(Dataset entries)
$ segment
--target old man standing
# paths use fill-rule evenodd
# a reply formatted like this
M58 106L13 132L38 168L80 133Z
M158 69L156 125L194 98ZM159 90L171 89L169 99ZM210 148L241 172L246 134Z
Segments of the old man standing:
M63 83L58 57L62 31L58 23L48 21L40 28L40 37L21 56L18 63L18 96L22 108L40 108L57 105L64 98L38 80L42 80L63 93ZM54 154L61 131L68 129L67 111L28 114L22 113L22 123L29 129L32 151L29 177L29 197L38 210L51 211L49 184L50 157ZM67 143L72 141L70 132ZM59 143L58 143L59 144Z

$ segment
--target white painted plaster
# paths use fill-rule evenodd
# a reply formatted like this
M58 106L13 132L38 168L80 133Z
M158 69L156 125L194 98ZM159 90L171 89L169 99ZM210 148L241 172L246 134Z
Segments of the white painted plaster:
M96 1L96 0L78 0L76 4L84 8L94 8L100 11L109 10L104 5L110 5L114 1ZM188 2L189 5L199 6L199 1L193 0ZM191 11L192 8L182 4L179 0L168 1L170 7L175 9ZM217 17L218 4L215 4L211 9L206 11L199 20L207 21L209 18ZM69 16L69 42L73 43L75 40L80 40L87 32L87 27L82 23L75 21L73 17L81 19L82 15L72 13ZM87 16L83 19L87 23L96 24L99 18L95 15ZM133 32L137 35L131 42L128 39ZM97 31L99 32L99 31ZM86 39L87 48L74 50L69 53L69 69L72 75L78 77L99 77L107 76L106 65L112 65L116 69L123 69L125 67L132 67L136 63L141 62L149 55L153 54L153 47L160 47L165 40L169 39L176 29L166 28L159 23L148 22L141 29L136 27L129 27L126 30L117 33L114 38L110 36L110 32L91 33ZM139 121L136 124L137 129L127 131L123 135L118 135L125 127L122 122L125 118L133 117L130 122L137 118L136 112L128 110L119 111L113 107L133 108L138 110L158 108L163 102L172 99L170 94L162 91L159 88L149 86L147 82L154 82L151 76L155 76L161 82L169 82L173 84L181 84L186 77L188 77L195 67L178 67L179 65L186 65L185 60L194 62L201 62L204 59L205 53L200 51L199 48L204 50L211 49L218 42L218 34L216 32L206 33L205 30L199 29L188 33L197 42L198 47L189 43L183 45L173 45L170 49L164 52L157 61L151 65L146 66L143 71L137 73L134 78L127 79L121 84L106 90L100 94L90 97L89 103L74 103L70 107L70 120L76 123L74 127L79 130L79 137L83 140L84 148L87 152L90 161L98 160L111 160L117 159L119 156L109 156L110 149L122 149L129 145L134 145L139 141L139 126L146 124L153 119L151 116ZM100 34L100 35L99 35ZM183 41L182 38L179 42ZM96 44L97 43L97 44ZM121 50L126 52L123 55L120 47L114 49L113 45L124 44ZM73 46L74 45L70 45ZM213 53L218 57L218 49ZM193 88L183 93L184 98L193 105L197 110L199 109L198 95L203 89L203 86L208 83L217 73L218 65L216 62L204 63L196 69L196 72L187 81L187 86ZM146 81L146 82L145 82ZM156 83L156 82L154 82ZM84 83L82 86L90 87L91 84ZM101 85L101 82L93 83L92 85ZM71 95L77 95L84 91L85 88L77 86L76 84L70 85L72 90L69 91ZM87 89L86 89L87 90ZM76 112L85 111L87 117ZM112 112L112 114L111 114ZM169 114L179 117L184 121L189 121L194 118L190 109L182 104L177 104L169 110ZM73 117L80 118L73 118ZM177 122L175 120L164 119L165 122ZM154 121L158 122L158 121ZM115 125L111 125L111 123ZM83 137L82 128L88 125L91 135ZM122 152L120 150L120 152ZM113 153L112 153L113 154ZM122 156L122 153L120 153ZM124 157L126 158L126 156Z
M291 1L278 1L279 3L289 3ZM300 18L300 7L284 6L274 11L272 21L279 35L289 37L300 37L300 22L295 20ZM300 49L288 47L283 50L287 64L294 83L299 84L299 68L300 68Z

WHAT TO WORK ON:
Look above for every line with the word "target" and copy it.

SOLUTION TO THIS EXERCISE:
--target old man standing
--target white painted plaster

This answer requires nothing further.